Wednesday, September 5, 2012

A delicate balance

I have always been a big reader. Most of us who become writers are, I think. But the way I started reading changed when I started writing - as I became more interested in the wizardry that went on behind the curtain, I lost my ability to read from the front of the stage. I started reading like a writer, instead of like a reader.

It's hard to explain exactly how this works. When we're taught to read in school, once we get to the point of actually being able to perform the alchemy that turns the marks on the page into comprehensible words, we're taught to read for plot - what happens in the story. Then, we read for character - who were the people in the story, and what kind of people were they. Later, we learn words like alliteration and onomatopoeia, and we read for those things as well. We learn about simile and metaphor, theme and archetype. We learn those things well enough to answer questions about them on our Lit 101 finals, but usually, it stops there. And for most of us - and I include myself in this "most of us" - when we read for fun, we didn't do so with the same analytical rigor as we read when we were reading for class.

SUPPLIED MATERIAL>
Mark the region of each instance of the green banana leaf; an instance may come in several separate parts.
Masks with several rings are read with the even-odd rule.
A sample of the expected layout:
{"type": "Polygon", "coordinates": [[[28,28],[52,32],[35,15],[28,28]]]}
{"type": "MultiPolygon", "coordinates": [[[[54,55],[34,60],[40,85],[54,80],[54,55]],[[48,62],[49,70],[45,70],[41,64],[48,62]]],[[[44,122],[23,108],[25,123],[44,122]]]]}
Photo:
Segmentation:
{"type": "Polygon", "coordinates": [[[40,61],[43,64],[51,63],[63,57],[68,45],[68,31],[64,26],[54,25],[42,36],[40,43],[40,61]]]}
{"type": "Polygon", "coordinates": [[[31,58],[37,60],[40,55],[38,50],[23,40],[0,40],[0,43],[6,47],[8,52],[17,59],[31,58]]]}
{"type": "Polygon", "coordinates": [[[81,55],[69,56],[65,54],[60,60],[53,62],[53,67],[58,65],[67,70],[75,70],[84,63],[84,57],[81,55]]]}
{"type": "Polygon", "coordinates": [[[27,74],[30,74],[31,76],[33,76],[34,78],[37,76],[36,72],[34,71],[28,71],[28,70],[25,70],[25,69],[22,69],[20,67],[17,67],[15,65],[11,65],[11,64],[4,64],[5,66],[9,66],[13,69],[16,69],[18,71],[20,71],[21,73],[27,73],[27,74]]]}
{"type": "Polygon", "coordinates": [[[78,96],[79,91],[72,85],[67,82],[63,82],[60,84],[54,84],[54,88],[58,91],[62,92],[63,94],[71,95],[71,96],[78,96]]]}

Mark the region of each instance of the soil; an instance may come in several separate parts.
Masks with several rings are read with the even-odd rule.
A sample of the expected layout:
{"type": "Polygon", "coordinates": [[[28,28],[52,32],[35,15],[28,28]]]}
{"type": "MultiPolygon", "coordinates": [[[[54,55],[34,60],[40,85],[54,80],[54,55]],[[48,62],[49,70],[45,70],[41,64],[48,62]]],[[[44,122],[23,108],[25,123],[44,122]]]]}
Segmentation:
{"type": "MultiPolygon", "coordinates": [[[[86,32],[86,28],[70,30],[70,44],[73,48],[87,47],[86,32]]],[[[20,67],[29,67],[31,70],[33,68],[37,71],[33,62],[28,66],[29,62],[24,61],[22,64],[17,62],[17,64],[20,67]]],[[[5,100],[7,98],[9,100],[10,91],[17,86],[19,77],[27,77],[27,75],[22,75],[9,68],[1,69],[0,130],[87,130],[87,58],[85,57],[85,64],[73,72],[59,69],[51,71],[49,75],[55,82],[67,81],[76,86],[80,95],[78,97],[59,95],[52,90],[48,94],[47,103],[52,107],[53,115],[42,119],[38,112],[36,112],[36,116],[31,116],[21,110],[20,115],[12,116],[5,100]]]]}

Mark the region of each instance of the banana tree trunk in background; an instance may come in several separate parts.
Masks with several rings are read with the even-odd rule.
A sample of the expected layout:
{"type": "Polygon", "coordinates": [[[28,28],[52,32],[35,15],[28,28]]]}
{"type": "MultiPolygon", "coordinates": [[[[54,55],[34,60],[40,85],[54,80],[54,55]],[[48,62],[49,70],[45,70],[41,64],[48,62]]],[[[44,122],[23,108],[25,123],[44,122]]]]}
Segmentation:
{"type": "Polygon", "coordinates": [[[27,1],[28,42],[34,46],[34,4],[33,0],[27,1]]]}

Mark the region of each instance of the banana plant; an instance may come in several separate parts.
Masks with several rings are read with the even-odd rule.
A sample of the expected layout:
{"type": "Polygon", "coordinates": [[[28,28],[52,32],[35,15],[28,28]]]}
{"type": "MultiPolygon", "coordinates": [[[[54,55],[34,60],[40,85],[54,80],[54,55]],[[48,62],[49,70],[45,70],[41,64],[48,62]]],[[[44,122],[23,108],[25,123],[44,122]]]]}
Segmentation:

WRITTEN EXERCISE 1>
In the post about reading like a writer, what are students first taught to read for once they can turn the marks on the page into words?
WRITTEN EXERCISE 2>
Reproduce part of the post about reading like a writer, beginning at the words "A delicate balance" and stopping after the words "like a reader.".

TASK RESULT 1>
Plot, meaning what happens in the story.

TASK RESULT 2>
A delicate balance

I have always been a big reader. Most of us who become writers are, I think. But the way I started reading changed when I started writing - as I became more interested in the wizardry that went on behind the curtain, I lost my ability to read from the front of the stage. I started reading like a writer, instead of like a reader.